Selection.

______

Whatever the politics of an attack such as this, the human sadness of these sudden and unexpected deaths is always there. Yet America's reaction to the deaths in Nairobi and Dar es Salaam has so far been muted. That is partly because there have been fewer Americans killed than in previous incidents; partly, it is because there is no clear suspect as yet. But it also marks the passing of age: America is more numbed to these attacks than it was 20 years ago, and the way it sees itself and its role in the world is changing.

America's engagement in foreign affairs has always been problematic. It has been almost exactly 100 years since President William McKinley intervened in the war in Cuba against Spain in the name of "the cause of humanity", launching his country into a century of overseas activism. Until then, it had been keener on protecting its own interests at home, secure in the idea of itself as the promised land.

"America does not go abroad in search of monsters to destroy," said John Quincy Adams in 1821. "She might become the dictatress of the world. She would no longer be the ruler of her own spirit." After Cuba, America became a crusader-state which saw itself as engaged in a fight not just for power, but for right.

But it has always been sensitive to the risks and ravages of foreign engagement, and that crusade was interrupted twice: after the horrors of the First World War, and again in the 1970s, as the nation recoiled both from Vietnam and from the stories of the Church Commission's investigation into covert actions abroad. Both times, it was unwillingly led back into the world by Franklin Roosevelt and Ronald Reagan, both of whom believed that it had a duty to engage with its enemies.

______

Data segment.
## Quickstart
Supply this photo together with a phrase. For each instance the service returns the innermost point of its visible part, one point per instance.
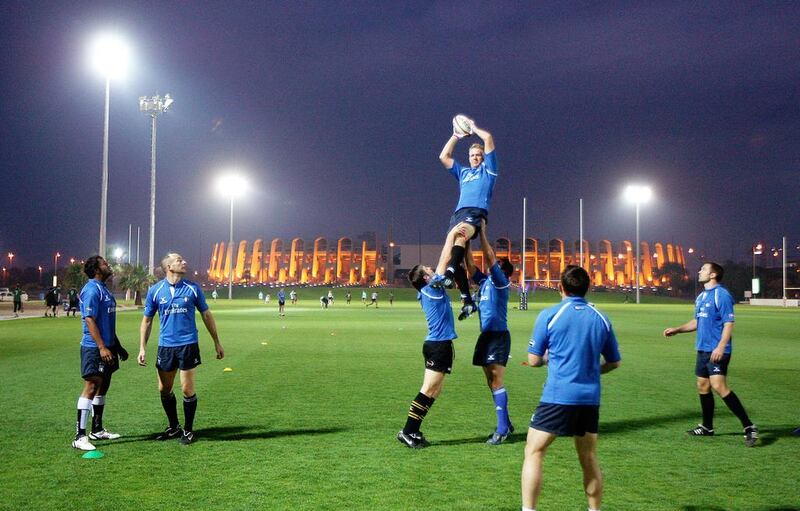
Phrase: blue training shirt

______

Problem to work on.
Reproduce the passage on America's foreign engagement from "America's engagement in" up to and including "the promised land.".

Result of this task.
America's engagement in foreign affairs has always been problematic. It has been almost exactly 100 years since President William McKinley intervened in the war in Cuba against Spain in the name of "the cause of humanity", launching his country into a century of overseas activism. Until then, it had been keener on protecting its own interests at home, secure in the idea of itself as the promised land.